▶ _TEXTO PROPORCIONADO_
═══

Las
pisadas del escritor/VERÓNICA
ESPINOSA
Proceso 1993, 10 de enero de 2015
“Quiero
que escriba lo que usted vio, señora”, me dijo don Julio desde el otro lado del
teléfono ese diciembre de 2010.
A
Diego Fernández de Cevallos lo habían secuestrado siete meses antes, un 14 de
mayo. En ese lapso yo había regresado una y otra vez a Querétaro, a los ranchos
del excandidato, a ver a sus amigos, a sus vecinos, a sus empleados.
Me
senté muchas tardes con sus hermanas Beatriz, Helena y María afuera de la
casona de la exhacienda de San Germán, en San Juan del Río.
Intentaba
descifrar un secuestro que terminó como inició: inmerso en rumores, dudoso en
el móvil y los autores, los tiempos y lugares donde Fernández de Cevallos
desapareció y reapareció. El gobierno del panista Felipe Calderón, hermético y
omiso en esto como en tanto más, alimentó la falta de certezas.
Don
Julio estaba preparando un libro, Historias de muerte y corrupción, y quería
que yo escribiera unas cuartillas sobre el secuestro, con base en lo que vi.
“Quiero incluirlas en mi libro”, dijo antes de colgar desde las oficinas de
Proceso.
Primero
pasé el susto por la llamada, esperando –como le pasa siempre al reportero– un
jalón de orejas antes que otra cosa. Entonces pasé al otro susto.
A
sugerencia del subdirector de Información, Salvador Corro, había reunido
apuntes en una apretada bitácora de mis recorridos desde mediados de mayo,
cuando se supo que Diego había sido secuestrado en su rancho La Cabaña, en
Pedro Escobedo, territorio queretano donde era y es amo y señor.
En
mi registro se amontonaban los pasajes anecdóticos del niño Diego, del
político, el hermano y el candidato, porque sus hermanas –las tres
desparpajadas mujeres que fumaban puros y bebían leche con algún licor
indescifrable mientras esperaban el desenlace del secuestro– me entregaban en
esas conversaciones los pincelazos del personaje, que yo creí suficientes para
satisfacer la petición de don Julio.

═══

▶ _FRAGMENTO DE ORIGEN_

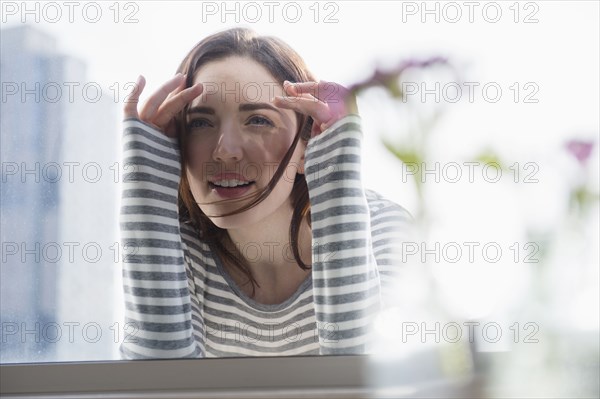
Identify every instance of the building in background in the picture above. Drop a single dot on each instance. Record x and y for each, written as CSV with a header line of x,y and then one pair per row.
x,y
59,153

═══

▶ _DETALLES DEL EJERCICIO_
Copia al pie de la letra, de principio a fin, el texto de arriba sobre el secuestro de Diego Fernández de Cevallos.

▶ _SOLUCIÓN ESCRITA_
Las
pisadas del escritor/VERÓNICA
ESPINOSA
Proceso 1993, 10 de enero de 2015
“Quiero
que escriba lo que usted vio, señora”, me dijo don Julio desde el otro lado del
teléfono ese diciembre de 2010.
A
Diego Fernández de Cevallos lo habían secuestrado siete meses antes, un 14 de
mayo. En ese lapso yo había regresado una y otra vez a Querétaro, a los ranchos
del excandidato, a ver a sus amigos, a sus vecinos, a sus empleados.
Me
senté muchas tardes con sus hermanas Beatriz, Helena y María afuera de la
casona de la exhacienda de San Germán, en San Juan del Río.
Intentaba
descifrar un secuestro que terminó como inició: inmerso en rumores, dudoso en
el móvil y los autores, los tiempos y lugares donde Fernández de Cevallos
desapareció y reapareció. El gobierno del panista Felipe Calderón, hermético y
omiso en esto como en tanto más, alimentó la falta de certezas.
Don
Julio estaba preparando un libro, Historias de muerte y corrupción, y quería
que yo escribiera unas cuartillas sobre el secuestro, con base en lo que vi.
“Quiero incluirlas en mi libro”, dijo antes de colgar desde las oficinas de
Proceso.
Primero
pasé el susto por la llamada, esperando –como le pasa siempre al reportero– un
jalón de orejas antes que otra cosa. Entonces pasé al otro susto.
A
sugerencia del subdirector de Información, Salvador Corro, había reunido
apuntes en una apretada bitácora de mis recorridos desde mediados de mayo,
cuando se supo que Diego había sido secuestrado en su rancho La Cabaña, en
Pedro Escobedo, territorio queretano donde era y es amo y señor.
En
mi registro se amontonaban los pasajes anecdóticos del niño Diego, del
político, el hermano y el candidato, porque sus hermanas –las tres
desparpajadas mujeres que fumaban puros y bebían leche con algún licor
indescifrable mientras esperaban el desenlace del secuestro– me entregaban en
esas conversaciones los pincelazos del personaje, que yo creí suficientes para
satisfacer la petición de don Julio.